Stated goal A »
Please answer these questions about the election text below:
(i) Roughly how many seats did Reform UK win?
(ii) How many seats did the Green Party gain?
(iii) Which party will hold the third-largest seat total in local government?

This was a shock to the system, but not exactly a huge surprise. It was widely understood that Nigel Farage’s Reform UK party — a shambolic right-wing populist movement with Trumpian overtones that barely existed five years ago — would score big wins this year, at the expense of both Labour and the center-right Conservatives (better known as the Tories). That’s certainly what happened, and Reform will end up as the largest party in local government by far, after winning roughly 1,400 seats. But it’s not the only thing that happened.

The Tories lost nearly as badly as Labour did, while the centrist Liberal Democrats continued their relentlessly boring climb and will now hold the third-largest seat total in local government. Arguably this election’s most surprising turn of events — and perhaps the most hopeful, depending on your point of view — was the sudden emergence of the Green Party as a potentially viable left-wing alternative. After a gain of 376 seats, nearly all of them at Labour’s expense, the Greens are players on the U.K.’s political map for the first time. Their role in the larger political ecosystem, furthermore, strongly resembles that of the Bernie/AOC faction within the Democratic Party.

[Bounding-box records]
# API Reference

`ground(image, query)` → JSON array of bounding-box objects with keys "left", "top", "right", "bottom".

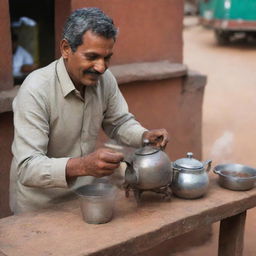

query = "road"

[{"left": 176, "top": 17, "right": 256, "bottom": 256}]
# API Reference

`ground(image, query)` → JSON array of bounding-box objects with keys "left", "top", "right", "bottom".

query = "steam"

[{"left": 210, "top": 131, "right": 234, "bottom": 163}]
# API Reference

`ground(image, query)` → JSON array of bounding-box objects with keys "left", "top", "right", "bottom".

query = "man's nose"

[{"left": 94, "top": 59, "right": 107, "bottom": 73}]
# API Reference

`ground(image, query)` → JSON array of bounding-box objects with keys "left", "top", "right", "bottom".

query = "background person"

[
  {"left": 10, "top": 8, "right": 168, "bottom": 213},
  {"left": 12, "top": 32, "right": 38, "bottom": 81}
]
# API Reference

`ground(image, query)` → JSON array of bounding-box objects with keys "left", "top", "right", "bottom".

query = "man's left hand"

[{"left": 142, "top": 129, "right": 169, "bottom": 148}]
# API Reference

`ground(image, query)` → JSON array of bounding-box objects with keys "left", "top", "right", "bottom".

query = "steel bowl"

[
  {"left": 213, "top": 164, "right": 256, "bottom": 191},
  {"left": 75, "top": 182, "right": 116, "bottom": 224}
]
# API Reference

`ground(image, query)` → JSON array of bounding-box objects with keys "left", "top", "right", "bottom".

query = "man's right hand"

[{"left": 66, "top": 148, "right": 124, "bottom": 178}]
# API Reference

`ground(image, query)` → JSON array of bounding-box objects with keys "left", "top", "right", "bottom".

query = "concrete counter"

[{"left": 0, "top": 177, "right": 256, "bottom": 256}]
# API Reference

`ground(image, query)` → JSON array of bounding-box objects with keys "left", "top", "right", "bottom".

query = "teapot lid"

[
  {"left": 135, "top": 140, "right": 160, "bottom": 156},
  {"left": 173, "top": 152, "right": 203, "bottom": 169}
]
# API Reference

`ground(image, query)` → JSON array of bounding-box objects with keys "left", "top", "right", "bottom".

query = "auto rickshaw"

[{"left": 199, "top": 0, "right": 256, "bottom": 44}]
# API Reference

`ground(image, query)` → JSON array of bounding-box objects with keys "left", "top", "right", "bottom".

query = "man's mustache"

[{"left": 83, "top": 69, "right": 102, "bottom": 76}]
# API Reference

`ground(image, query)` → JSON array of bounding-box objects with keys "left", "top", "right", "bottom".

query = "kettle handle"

[
  {"left": 203, "top": 160, "right": 212, "bottom": 172},
  {"left": 123, "top": 160, "right": 139, "bottom": 185}
]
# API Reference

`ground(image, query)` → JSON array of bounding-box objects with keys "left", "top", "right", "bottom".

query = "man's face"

[{"left": 61, "top": 31, "right": 115, "bottom": 90}]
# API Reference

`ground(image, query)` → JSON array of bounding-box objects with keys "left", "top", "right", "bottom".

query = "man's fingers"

[{"left": 100, "top": 151, "right": 124, "bottom": 163}]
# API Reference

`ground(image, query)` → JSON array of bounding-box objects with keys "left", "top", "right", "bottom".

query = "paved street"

[{"left": 177, "top": 18, "right": 256, "bottom": 256}]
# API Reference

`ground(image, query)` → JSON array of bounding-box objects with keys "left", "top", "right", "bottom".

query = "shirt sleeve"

[
  {"left": 12, "top": 81, "right": 69, "bottom": 188},
  {"left": 103, "top": 72, "right": 147, "bottom": 147}
]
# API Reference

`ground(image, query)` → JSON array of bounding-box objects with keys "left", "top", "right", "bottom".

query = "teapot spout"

[
  {"left": 124, "top": 161, "right": 138, "bottom": 185},
  {"left": 203, "top": 160, "right": 212, "bottom": 172}
]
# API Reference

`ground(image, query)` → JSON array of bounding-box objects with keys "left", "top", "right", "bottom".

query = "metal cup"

[{"left": 76, "top": 183, "right": 116, "bottom": 224}]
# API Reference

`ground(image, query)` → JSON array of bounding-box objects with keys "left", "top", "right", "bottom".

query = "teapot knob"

[
  {"left": 143, "top": 139, "right": 150, "bottom": 146},
  {"left": 187, "top": 152, "right": 193, "bottom": 158}
]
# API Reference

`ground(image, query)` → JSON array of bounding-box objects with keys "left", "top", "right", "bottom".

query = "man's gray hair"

[{"left": 63, "top": 7, "right": 117, "bottom": 52}]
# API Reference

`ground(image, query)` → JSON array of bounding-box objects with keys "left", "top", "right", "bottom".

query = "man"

[
  {"left": 10, "top": 8, "right": 168, "bottom": 213},
  {"left": 12, "top": 32, "right": 37, "bottom": 81}
]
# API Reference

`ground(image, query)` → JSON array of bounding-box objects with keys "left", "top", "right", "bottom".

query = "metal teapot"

[
  {"left": 171, "top": 152, "right": 212, "bottom": 199},
  {"left": 125, "top": 140, "right": 172, "bottom": 190}
]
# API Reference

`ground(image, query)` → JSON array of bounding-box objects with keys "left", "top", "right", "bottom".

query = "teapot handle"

[{"left": 142, "top": 139, "right": 165, "bottom": 151}]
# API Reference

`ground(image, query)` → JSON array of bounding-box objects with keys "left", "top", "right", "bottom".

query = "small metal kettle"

[
  {"left": 125, "top": 140, "right": 172, "bottom": 190},
  {"left": 171, "top": 152, "right": 212, "bottom": 199}
]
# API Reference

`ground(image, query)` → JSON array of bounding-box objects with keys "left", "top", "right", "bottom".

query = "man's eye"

[
  {"left": 85, "top": 56, "right": 97, "bottom": 60},
  {"left": 104, "top": 56, "right": 112, "bottom": 61}
]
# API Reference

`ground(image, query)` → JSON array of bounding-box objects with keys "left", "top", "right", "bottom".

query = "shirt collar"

[{"left": 57, "top": 57, "right": 75, "bottom": 97}]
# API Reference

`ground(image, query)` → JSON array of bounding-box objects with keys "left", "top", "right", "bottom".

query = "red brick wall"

[{"left": 0, "top": 0, "right": 13, "bottom": 91}]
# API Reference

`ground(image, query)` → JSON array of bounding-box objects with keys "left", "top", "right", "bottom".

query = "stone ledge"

[
  {"left": 0, "top": 86, "right": 20, "bottom": 113},
  {"left": 109, "top": 60, "right": 187, "bottom": 84}
]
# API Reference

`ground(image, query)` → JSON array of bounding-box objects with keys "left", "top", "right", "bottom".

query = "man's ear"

[{"left": 60, "top": 39, "right": 72, "bottom": 59}]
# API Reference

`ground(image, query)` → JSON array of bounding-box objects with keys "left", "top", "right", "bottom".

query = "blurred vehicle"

[
  {"left": 184, "top": 0, "right": 199, "bottom": 16},
  {"left": 199, "top": 0, "right": 256, "bottom": 44}
]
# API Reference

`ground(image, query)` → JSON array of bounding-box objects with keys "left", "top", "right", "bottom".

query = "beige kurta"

[{"left": 10, "top": 58, "right": 146, "bottom": 213}]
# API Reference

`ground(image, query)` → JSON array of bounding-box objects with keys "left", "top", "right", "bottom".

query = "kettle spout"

[
  {"left": 125, "top": 161, "right": 138, "bottom": 185},
  {"left": 203, "top": 160, "right": 212, "bottom": 172}
]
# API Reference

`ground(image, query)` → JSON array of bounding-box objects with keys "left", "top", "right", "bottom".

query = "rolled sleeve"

[{"left": 12, "top": 79, "right": 69, "bottom": 188}]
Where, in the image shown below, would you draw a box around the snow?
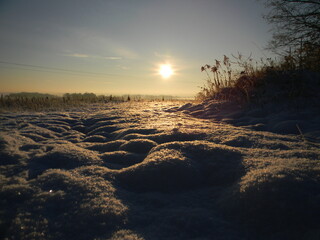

Stated goal B » Tally the lines in the rows above that contain the word "teapot", and give only that number.

Result A »
(i) Roughly 1,400
(ii) 376
(iii) The Liberal Democrats

Result B » 5